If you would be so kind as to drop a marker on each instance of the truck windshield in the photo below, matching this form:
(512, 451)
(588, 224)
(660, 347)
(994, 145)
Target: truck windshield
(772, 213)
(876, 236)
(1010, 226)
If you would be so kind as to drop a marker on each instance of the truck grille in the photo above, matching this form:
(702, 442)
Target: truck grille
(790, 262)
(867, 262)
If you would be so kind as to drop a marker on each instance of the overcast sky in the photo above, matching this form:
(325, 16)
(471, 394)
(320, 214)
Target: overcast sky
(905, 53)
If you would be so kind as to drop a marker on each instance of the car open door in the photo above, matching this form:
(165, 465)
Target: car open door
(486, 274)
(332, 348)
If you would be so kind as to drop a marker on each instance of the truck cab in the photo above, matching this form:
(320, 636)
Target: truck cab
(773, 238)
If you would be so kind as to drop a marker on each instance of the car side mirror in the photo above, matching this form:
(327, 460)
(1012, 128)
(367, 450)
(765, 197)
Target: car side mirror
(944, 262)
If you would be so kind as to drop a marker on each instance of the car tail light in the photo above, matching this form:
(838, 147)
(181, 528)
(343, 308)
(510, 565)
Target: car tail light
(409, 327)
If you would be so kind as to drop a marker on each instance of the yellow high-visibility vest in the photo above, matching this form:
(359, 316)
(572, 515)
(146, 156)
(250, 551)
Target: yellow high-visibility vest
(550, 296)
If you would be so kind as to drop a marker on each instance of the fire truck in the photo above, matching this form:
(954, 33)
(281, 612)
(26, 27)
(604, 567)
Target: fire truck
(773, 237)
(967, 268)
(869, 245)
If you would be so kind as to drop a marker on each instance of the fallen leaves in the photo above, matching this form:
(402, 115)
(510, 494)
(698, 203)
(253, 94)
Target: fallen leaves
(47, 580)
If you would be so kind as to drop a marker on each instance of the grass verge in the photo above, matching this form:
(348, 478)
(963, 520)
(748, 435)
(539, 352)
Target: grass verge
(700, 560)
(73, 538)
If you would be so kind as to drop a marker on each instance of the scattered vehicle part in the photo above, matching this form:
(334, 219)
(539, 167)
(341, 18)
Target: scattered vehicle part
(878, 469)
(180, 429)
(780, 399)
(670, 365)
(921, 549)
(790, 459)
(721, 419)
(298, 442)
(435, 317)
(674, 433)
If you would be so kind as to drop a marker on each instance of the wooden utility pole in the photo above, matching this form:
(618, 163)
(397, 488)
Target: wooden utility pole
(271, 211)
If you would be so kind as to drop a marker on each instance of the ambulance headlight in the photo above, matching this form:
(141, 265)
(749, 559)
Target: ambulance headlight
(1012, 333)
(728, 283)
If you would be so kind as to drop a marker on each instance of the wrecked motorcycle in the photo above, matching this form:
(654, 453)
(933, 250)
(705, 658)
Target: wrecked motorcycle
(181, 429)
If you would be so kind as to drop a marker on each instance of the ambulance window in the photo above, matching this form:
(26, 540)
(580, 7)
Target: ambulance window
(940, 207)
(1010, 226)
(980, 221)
################
• _AIM OF THE TASK_:
Reproduce the stretch of the data from the line containing "of the yellow" through the end of the data, keeping every line, requests included. Shift each coordinate listed after a "Target:" line by adding 51 to both of its numbers, and leave the sample coordinates within the requests unchanged.

• _WRITTEN RESPONSE_:
If you would be so kind as to drop a marker on each instance of the yellow high-visibility vest in the photo above, matching this form:
(359, 316)
(572, 515)
(146, 156)
(250, 551)
Target: yellow high-visibility vest
(601, 347)
If you would be so kind as to drop a marker on each instance of the fire truck in the photo above, matching this form:
(954, 33)
(281, 612)
(26, 27)
(604, 567)
Target: fire truck
(824, 288)
(1018, 319)
(920, 296)
If you would be so kind as to drop a marker on each instance of the fallen leaves in the photo above, matching this form:
(402, 115)
(510, 494)
(698, 203)
(253, 94)
Target: fallen leaves
(98, 631)
If you would be so kind as to drop a marker on each instance of the grass verge in the photo above, matching this form:
(348, 478)
(963, 520)
(748, 435)
(539, 352)
Target: grass verge
(751, 611)
(124, 589)
If you would be so kind as to drop a marker on each instance of the scattered vehicle part in the photo above, matching this form:
(334, 219)
(539, 167)
(341, 18)
Target: scattered vehicle part
(929, 520)
(231, 480)
(831, 450)
(721, 416)
(972, 600)
(841, 510)
(772, 470)
(349, 493)
(486, 368)
(725, 484)
If you would be so kind as to drop a marker on each instance of the wooden utility pole in the photo above, matching this form:
(618, 163)
(397, 488)
Target: wooden utility pole
(322, 262)
If you would be so kind as to drop a marker on each instance of the ambulance headlight in the photo above, matching this form:
(141, 265)
(749, 559)
Target: ambulance headlight
(1063, 384)
(779, 334)
If you would be so kind as to drop a marker on each instance of the wrecked motorcycle in the photo above, matching this form:
(654, 453)
(933, 250)
(705, 658)
Target: wrecked motorcycle
(232, 480)
If you would be so kind as to drop a marker on each instance of the ambulance window in the photo above, matching this form:
(26, 540)
(580, 7)
Target: ambulance window
(991, 258)
(1061, 277)
(1031, 272)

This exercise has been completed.